Text to read.
▬▬▬▬▬▬

Survey Language Essentials

As discussed in a previous post, web surveys are increasingly moving toward designs that more closely resemble experiments. A major goal in the SurveyMan work is to capture the underlying abstractions of surveys and experiments. These abstractions are then represented in the Survey language and runtime system.

Language

When the topic of a programming language for surveys came up, I initially proposed a SQL-like approach. Emery quite strongly suggested that SQL was, in general, a non-starter. He suggested a tabular language as an alternative approach that would capture the features I was so keen on, but in a more accessible format. To get started, he suggested I look at Query by Example.

The current language can be written as a csv in a spreadsheet program. This csv is the input to the SurveyMan runtime system, which checks for correctness of the survey and performs some lightweight static analysis. The runtime system then sends the survey to the chosen platform and processes results until the stopping condition is met.

The csv format has two mandatory columns and 9 optional semantically meaningful columns. Most surveys are only written with a subset of the available columns. The most up-to-date information can be found on the Surveyman wiki. The mandatory columns are QUESTION and OPTIONS. Column names can appear in any case and any columns that are not semantically meaningful to the SurveyMan runtime system will be pushed through from the input csv to the output csv.

Columns may appear in any order. Rows are partitioned into questions; all rows belonging to a particular question must be grouped together, but questions may be appear in any order. Questions use multiple rows to represent different answer options. For example, if a question asks what your preferred ice cream flavor is and the options are vanilla, chocolate, and strawberry, each of these will appear in their own row, with the exception of the first option, which will appear on the same row as the question. More formally, if we let the csv be represented by a dictionary indexed on column name and row numbers, then for Survey $$S$$ having column set $$c$$, some question $$Q_i$$ spanning rows $$\lbrace i, i+1, ..., j\rbrace, i < j $$, would be represented by a $$|c|\times (j - i + 1)$$ matrix: $$S[:][i:j+1]$$, and its answer options would be a vector represented by $$S[OPTIONS][i:j+1]$$.

Display and Quality Control Abstractions

The order of the successive rows in a question matters if the order of the options matter. In our ice cream example, the order does not matter, so we may enter the options in any order. If we were instead to ask "Rate how strongly you agree with the statement, 'I love chocolate ice cream.'", the options would be what's called a Likert scale. In this case, the order in which the options are entered is semantically meaningful. The ORDERED column functions as a flag for this interpretation. Its default value is false, so if the column is omitted entirely, every question's answer options will be interpreted as unordered.

▬▬▬▬▬▬

Dataset content.
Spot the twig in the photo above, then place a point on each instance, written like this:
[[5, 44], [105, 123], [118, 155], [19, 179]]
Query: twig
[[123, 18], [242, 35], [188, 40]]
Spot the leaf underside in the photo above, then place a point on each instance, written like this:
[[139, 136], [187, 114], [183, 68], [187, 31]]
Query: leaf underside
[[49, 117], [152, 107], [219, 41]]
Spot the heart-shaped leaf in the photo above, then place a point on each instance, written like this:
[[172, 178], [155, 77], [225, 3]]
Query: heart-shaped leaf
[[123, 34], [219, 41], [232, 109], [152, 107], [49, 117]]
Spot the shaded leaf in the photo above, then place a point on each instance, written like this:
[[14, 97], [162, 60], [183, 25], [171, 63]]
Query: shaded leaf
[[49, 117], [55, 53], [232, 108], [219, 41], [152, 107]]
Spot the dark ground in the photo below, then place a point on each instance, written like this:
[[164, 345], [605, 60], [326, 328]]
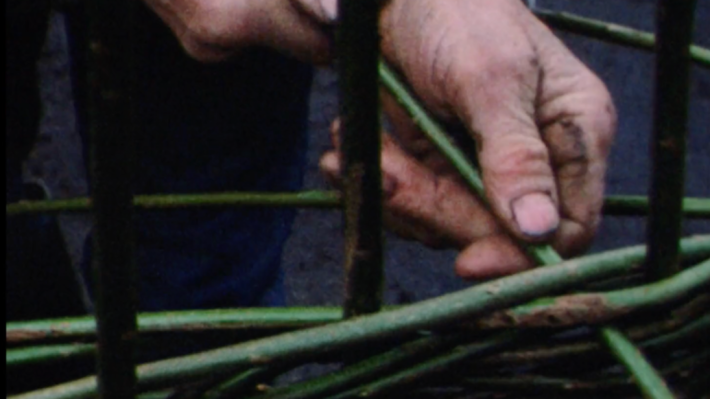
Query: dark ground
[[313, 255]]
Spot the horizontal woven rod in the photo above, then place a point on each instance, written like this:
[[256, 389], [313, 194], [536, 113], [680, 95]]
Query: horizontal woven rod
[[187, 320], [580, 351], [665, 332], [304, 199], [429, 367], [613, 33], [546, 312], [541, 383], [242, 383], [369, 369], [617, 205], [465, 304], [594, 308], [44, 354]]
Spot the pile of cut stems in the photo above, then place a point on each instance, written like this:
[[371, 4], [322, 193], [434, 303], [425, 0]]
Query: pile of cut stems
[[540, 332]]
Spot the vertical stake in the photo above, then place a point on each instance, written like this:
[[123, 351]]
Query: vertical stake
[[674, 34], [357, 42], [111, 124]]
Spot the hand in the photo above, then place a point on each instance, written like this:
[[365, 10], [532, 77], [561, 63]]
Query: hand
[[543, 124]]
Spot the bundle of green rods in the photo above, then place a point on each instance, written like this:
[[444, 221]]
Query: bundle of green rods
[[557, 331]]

▬▬▬▬▬▬

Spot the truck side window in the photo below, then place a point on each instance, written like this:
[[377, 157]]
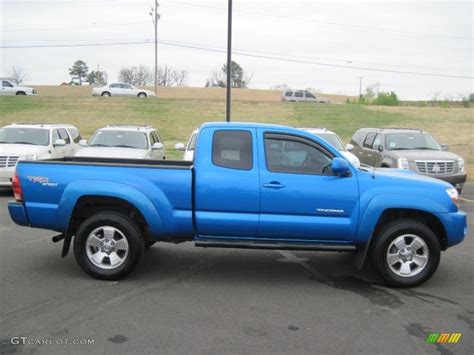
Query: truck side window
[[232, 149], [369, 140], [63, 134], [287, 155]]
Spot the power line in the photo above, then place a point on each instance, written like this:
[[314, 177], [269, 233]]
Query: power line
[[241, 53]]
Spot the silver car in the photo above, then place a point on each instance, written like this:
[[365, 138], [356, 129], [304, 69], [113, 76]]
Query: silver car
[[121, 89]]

▬▬▬▬▬▬

Aim 1. Write out the passage of the text on the Survey language between "When the topic" and "condition is met.", inclusive.
Aim 2. Carry the text on the Survey language forward from its last sentence.
The listing comes from a source separate from the text on the Survey language.

Exercise response 1.
When the topic of a programming language for surveys came up, I initially proposed a SQL-like approach. Emery quite strongly suggested that SQL was, in general, a non-starter. He suggested a tabular language as an alternative approach that would capture the features I was so keen on, but in a more accessible format. To get started, he suggested I look at Query by Example.

The current language can be written as a csv in a spreadsheet program. This csv is the input to the SurveyMan runtime system, which checks for correctness of the survey and performs some lightweight static analysis. The runtime system then sends the survey to the chosen platform and processes results until the stopping condition is met.

Exercise response 2.
We do not express display properties in the csv at all. We will discuss how questions are displayed in the runtime section of this post. We had considered adding a CLASS column to the csv to associate certain questions with individual display properties, but this would have the effect of not only introducing, but encouraging non-uniformity in the question display. This introduces additional factors that we would have to model in our quality control. Collaborators who are interested in running web experiments are the most keen on this feature; as we expand from surveys into experiments, we would need to understand what kinds of features they hope to implement with custom display classes, and determine what the underlying abstractions are.

That said, it happens that two columns we use for quality control also provides once piece of meaningful display information. EXCLUSIVE is a boolean-valued column indicating whether a respondent can only pick one of the answer options, or if they can choose multiple answer options. When EXCLUSIVE is true for a question, its answer options appear as a radio button inputs and for $$m$$ options, the total number of unique responses is $$m$$. When EXCLUSIVE is set to false, the answer options appear as radio buttons and the total number of unique responses is $$2^m - 1$$ (we don't allow users to skip over answering questions). We also support a FREETEXT column, which can be interpreted as a boolean-valued column or a regular expression. When FREETEXT ought to represent a regular expression $$r$$, it should be entered into the appropriate cell as $$\#\lbrace r \rbrace$$.

We also provide a CORRELATED column to assist in quality control. Our bug detection checks for correlations between questions to see if any redundancy can be removed. However, sometimes correlations are desired, whether to confirm a hypothesis or as a form of quality control. We allow sets of questions to be marked with an arbitrary symbol, indicating that we expect them to be correlated. As we'll discuss in later posts, this information can be critical in identifying human adversaries.

Control Flow

Prior work on survey languages has focused on how surveys, like programs, have control flow. We would be remiss in our language design if we failed to address this.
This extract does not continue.